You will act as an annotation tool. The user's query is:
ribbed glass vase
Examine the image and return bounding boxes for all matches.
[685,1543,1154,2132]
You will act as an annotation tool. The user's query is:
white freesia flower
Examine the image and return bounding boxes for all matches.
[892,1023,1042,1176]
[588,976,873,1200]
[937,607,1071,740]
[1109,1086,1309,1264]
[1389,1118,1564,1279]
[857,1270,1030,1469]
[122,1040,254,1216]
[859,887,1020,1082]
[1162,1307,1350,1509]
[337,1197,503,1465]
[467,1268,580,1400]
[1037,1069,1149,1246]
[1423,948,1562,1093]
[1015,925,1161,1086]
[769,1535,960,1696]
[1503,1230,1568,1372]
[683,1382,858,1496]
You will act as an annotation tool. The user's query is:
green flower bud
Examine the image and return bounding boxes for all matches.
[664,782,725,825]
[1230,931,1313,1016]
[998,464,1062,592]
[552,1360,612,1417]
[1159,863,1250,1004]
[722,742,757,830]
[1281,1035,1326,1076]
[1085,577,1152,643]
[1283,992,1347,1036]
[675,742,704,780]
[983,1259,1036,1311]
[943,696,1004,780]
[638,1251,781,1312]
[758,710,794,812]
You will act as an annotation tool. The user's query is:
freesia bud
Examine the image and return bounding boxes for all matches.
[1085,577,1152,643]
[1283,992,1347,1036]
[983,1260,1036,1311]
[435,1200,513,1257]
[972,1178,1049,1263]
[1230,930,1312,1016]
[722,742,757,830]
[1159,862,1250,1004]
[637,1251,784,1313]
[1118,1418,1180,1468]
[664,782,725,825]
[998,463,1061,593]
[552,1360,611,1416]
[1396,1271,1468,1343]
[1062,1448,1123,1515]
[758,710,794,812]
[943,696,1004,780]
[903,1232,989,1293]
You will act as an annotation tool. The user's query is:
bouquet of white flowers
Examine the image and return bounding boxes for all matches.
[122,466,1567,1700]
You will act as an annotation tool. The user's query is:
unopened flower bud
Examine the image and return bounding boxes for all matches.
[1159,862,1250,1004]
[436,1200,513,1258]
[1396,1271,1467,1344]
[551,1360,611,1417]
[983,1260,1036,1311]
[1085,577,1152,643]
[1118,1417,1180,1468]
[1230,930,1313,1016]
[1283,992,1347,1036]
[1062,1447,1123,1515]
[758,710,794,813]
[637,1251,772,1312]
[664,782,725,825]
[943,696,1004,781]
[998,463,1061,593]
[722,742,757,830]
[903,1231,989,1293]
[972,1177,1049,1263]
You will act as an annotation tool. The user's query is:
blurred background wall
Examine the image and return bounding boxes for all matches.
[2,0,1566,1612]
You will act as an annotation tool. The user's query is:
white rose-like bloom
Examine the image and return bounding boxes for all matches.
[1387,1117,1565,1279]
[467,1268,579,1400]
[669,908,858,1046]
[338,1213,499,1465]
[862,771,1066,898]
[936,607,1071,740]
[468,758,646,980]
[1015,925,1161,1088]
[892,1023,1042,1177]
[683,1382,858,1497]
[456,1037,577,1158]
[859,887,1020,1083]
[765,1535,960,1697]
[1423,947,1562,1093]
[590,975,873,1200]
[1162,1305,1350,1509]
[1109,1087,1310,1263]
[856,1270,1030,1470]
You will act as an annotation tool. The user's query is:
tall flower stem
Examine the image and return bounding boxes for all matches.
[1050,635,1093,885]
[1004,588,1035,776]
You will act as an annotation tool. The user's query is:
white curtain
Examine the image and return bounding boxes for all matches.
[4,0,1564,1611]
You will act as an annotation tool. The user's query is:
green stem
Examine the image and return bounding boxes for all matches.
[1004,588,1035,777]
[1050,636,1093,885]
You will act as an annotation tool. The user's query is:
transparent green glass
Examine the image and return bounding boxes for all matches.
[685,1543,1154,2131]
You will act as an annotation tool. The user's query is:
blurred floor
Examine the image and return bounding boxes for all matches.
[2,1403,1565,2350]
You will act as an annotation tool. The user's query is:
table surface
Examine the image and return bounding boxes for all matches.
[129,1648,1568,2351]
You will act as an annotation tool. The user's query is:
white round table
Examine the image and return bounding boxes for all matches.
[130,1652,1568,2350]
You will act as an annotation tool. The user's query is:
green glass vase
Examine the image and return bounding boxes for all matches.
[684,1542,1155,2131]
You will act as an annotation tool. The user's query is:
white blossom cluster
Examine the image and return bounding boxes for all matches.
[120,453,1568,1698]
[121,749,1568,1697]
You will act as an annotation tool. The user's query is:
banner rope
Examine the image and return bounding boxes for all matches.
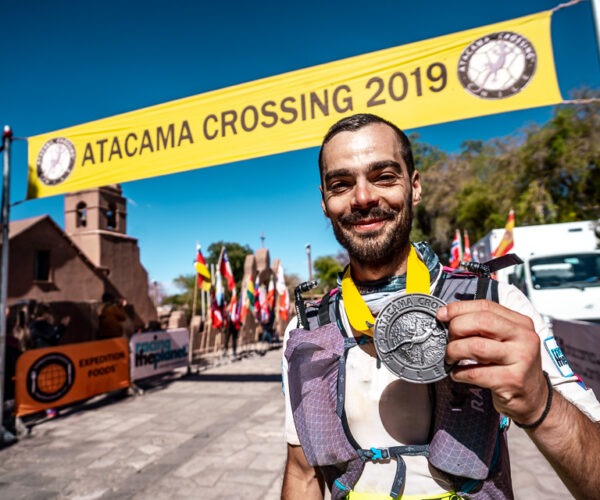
[551,0,586,12]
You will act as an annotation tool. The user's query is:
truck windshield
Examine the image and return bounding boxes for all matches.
[530,253,600,289]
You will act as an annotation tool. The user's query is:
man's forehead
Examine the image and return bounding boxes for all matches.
[322,123,405,172]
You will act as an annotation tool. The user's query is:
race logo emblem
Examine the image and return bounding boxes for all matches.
[36,137,76,186]
[374,293,451,384]
[27,352,75,403]
[458,31,537,99]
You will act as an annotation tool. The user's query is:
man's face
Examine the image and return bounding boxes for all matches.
[320,123,421,266]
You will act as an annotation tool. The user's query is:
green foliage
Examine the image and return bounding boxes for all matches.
[410,88,600,260]
[313,256,343,292]
[206,241,253,293]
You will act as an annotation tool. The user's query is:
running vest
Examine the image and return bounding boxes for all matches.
[285,272,514,500]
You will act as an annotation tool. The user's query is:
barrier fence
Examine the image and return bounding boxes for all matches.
[13,323,279,418]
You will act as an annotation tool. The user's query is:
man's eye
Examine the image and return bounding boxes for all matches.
[377,174,397,183]
[329,181,350,191]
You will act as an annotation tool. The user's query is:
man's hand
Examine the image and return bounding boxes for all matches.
[437,299,547,426]
[282,444,324,500]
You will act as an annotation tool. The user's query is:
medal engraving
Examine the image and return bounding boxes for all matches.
[374,293,450,383]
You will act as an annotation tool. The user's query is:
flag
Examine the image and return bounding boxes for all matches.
[215,270,225,307]
[229,287,239,325]
[493,209,515,257]
[279,287,289,322]
[240,283,249,323]
[220,247,236,291]
[449,229,462,269]
[194,244,211,292]
[211,293,223,328]
[247,276,255,310]
[267,275,275,309]
[259,285,269,323]
[275,263,286,295]
[463,230,472,262]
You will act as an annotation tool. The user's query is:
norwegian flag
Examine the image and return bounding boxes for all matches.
[449,229,463,269]
[220,248,236,291]
[463,230,472,262]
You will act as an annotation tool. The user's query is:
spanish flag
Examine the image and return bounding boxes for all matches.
[493,209,515,257]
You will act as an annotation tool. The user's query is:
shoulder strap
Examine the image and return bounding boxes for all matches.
[318,291,332,327]
[475,277,490,300]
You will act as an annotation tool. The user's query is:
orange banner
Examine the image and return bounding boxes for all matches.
[15,338,130,417]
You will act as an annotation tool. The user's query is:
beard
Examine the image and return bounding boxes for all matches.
[330,201,413,269]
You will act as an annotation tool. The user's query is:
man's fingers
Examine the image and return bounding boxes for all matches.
[438,299,534,331]
[446,336,509,365]
[444,310,526,342]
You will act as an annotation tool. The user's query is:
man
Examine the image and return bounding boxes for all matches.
[30,303,70,349]
[281,114,600,499]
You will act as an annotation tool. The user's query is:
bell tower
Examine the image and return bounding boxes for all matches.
[64,185,157,326]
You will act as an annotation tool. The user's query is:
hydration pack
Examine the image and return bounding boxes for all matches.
[285,271,514,500]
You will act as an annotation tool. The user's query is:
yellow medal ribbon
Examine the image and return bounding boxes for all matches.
[341,245,430,336]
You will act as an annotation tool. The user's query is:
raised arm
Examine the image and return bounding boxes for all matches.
[282,444,324,500]
[438,300,600,499]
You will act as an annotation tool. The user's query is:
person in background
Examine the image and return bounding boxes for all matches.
[29,303,70,349]
[224,312,239,358]
[98,292,127,339]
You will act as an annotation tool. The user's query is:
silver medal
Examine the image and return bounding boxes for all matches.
[374,293,450,384]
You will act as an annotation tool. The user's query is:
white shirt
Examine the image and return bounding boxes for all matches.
[282,281,600,496]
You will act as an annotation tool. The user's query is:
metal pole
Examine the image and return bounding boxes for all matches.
[305,243,313,281]
[592,0,600,67]
[0,126,13,443]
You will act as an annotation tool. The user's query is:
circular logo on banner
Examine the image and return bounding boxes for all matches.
[457,31,537,99]
[27,352,75,403]
[36,137,76,186]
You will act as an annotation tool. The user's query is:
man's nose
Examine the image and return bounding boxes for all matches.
[352,179,378,209]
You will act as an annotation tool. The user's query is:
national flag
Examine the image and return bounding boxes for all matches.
[493,209,515,258]
[229,287,239,324]
[275,263,286,295]
[240,284,249,323]
[194,244,211,292]
[267,275,275,309]
[449,229,462,269]
[254,276,261,320]
[463,230,472,262]
[211,293,223,328]
[215,270,225,307]
[279,287,289,322]
[220,247,236,291]
[259,285,269,323]
[247,276,255,310]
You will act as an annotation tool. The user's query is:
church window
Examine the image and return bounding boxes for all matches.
[76,201,87,227]
[34,250,51,282]
[106,203,117,229]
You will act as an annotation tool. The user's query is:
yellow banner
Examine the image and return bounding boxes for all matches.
[27,11,561,199]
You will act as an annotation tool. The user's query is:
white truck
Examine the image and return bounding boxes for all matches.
[471,220,600,323]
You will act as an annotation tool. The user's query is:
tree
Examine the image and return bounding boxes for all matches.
[313,256,343,292]
[206,241,253,289]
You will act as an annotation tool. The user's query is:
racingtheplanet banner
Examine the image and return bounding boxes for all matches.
[27,11,561,199]
[130,328,189,381]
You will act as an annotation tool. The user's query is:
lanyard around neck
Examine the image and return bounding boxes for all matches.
[341,245,430,336]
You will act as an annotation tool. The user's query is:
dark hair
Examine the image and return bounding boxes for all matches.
[318,113,415,184]
[33,303,51,319]
[102,292,115,303]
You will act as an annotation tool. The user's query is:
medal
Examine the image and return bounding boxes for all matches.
[373,293,450,383]
[342,245,451,383]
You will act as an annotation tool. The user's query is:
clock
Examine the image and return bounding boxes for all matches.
[36,137,76,186]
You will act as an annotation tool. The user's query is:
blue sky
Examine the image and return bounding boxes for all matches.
[2,0,599,294]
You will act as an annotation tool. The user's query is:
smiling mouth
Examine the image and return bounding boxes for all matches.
[350,218,388,231]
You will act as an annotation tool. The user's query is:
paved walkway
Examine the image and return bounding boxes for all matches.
[0,347,573,499]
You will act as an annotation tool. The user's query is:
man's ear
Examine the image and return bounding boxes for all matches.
[320,186,329,218]
[411,171,422,207]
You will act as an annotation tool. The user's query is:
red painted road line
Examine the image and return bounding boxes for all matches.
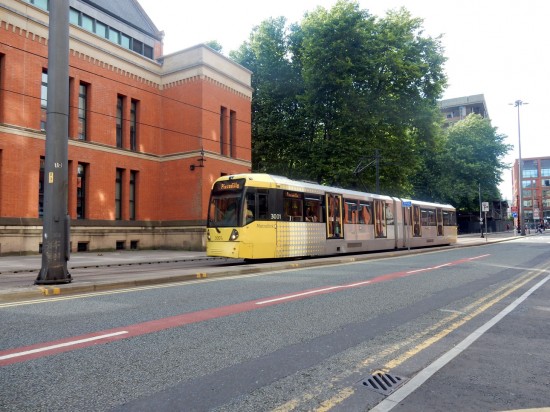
[0,254,488,366]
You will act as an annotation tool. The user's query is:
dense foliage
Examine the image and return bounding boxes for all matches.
[432,115,512,211]
[229,0,510,210]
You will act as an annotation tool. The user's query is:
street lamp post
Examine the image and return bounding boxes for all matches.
[479,182,484,238]
[512,100,528,236]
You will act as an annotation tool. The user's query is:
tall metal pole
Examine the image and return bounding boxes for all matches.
[479,182,484,238]
[36,0,71,284]
[513,100,527,236]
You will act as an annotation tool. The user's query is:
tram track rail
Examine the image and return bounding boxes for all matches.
[0,256,234,276]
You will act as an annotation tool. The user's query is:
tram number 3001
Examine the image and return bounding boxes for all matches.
[270,214,282,220]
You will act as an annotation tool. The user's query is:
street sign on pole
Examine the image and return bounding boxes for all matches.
[482,202,489,212]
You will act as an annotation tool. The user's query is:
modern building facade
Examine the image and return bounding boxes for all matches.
[512,157,550,227]
[0,0,252,254]
[439,94,489,127]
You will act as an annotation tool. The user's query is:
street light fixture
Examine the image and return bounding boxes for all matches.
[479,182,484,238]
[510,100,528,236]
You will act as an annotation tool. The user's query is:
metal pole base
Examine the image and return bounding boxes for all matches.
[35,267,72,285]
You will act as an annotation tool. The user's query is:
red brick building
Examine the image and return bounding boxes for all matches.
[0,0,252,254]
[512,157,550,227]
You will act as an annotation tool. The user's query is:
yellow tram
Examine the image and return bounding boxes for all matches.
[206,174,457,260]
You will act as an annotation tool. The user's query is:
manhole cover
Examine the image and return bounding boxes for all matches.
[362,371,406,395]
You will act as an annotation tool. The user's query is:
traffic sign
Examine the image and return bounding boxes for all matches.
[512,212,517,218]
[402,201,412,207]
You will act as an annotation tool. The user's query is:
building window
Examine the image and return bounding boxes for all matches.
[69,8,80,25]
[25,0,48,10]
[130,99,138,151]
[522,160,538,178]
[129,170,137,220]
[41,69,48,131]
[132,39,143,54]
[522,169,538,178]
[78,83,88,140]
[95,21,108,38]
[220,106,227,155]
[115,169,123,220]
[116,95,124,148]
[77,163,87,219]
[68,7,155,60]
[144,45,153,59]
[230,110,236,158]
[108,27,120,44]
[39,157,45,217]
[541,159,550,177]
[82,14,94,32]
[121,33,131,49]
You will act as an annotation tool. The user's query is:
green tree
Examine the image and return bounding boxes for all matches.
[204,40,223,53]
[230,17,305,175]
[231,1,448,195]
[291,2,448,191]
[433,114,511,210]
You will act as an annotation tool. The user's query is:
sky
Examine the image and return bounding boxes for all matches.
[138,0,550,201]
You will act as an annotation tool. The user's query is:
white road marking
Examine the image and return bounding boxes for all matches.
[0,331,128,361]
[370,272,550,412]
[256,286,342,305]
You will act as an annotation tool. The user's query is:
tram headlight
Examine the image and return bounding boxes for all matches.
[207,230,211,241]
[230,229,239,241]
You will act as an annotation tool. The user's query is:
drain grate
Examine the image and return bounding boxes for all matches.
[362,371,406,395]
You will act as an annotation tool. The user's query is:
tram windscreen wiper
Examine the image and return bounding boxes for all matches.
[209,219,221,233]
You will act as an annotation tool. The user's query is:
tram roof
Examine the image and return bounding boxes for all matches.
[219,174,455,210]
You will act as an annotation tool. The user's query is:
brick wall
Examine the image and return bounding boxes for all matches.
[0,1,252,253]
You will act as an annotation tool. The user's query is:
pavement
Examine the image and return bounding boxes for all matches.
[0,231,522,303]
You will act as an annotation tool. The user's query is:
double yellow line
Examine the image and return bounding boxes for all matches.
[274,265,550,412]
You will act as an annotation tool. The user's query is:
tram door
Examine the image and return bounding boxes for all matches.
[326,194,343,238]
[412,205,421,237]
[437,208,444,236]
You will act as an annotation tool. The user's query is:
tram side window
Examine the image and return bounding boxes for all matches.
[284,191,303,221]
[436,208,443,236]
[305,195,322,222]
[244,191,255,224]
[442,210,456,226]
[385,203,395,226]
[258,191,268,220]
[358,202,372,224]
[421,208,436,226]
[374,199,386,238]
[344,199,358,224]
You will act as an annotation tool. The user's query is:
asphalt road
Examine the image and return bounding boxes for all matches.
[1,234,549,411]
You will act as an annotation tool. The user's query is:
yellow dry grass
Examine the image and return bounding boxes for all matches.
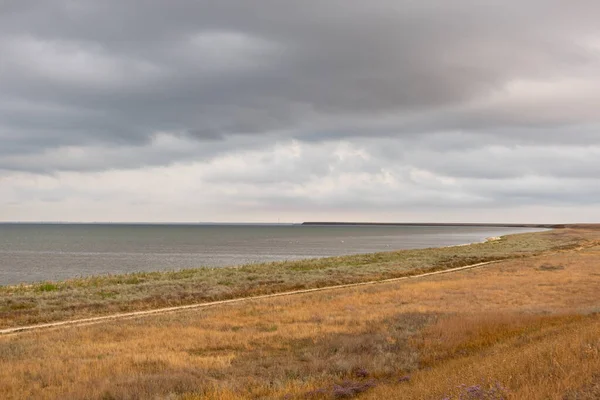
[365,313,600,399]
[1,229,600,399]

════════════════════

* **WORK TO BE COMPLETED**
Word for word, restate the entries from the first line to the line that has "freesia bud", both included, and nothing else.

* **REPLY TO THE EXERCISE**
You will act as an annotation tool. The user's query is:
ribbed glass vase
Examine the image and return bounding boxes for all matches.
[685,1543,1154,2132]
You will act as an annotation tool. The user's query is:
white freesia flower
Examine the image and return bounding boxes for all matches.
[892,1023,1042,1176]
[588,976,873,1200]
[937,607,1071,740]
[1109,1086,1309,1264]
[1389,1118,1564,1279]
[857,1270,1030,1469]
[122,1040,254,1216]
[859,887,1020,1082]
[1162,1307,1350,1509]
[337,1197,503,1465]
[467,1268,580,1400]
[1037,1069,1149,1246]
[1423,948,1562,1093]
[1015,925,1161,1086]
[769,1535,960,1696]
[1503,1230,1568,1372]
[683,1382,858,1496]
You will act as an annotation tool. The user's query is:
green flower bud
Examine the image and return bounding boxes for all matches.
[664,782,725,825]
[1230,931,1313,1016]
[998,464,1062,592]
[552,1360,612,1417]
[1159,863,1250,1004]
[722,742,757,830]
[1281,1035,1326,1076]
[1085,577,1152,643]
[1283,992,1347,1036]
[675,742,704,780]
[983,1259,1036,1311]
[943,696,1004,780]
[638,1251,781,1312]
[758,710,794,812]
You will act as an annotation tool. The user's query is:
freesia bud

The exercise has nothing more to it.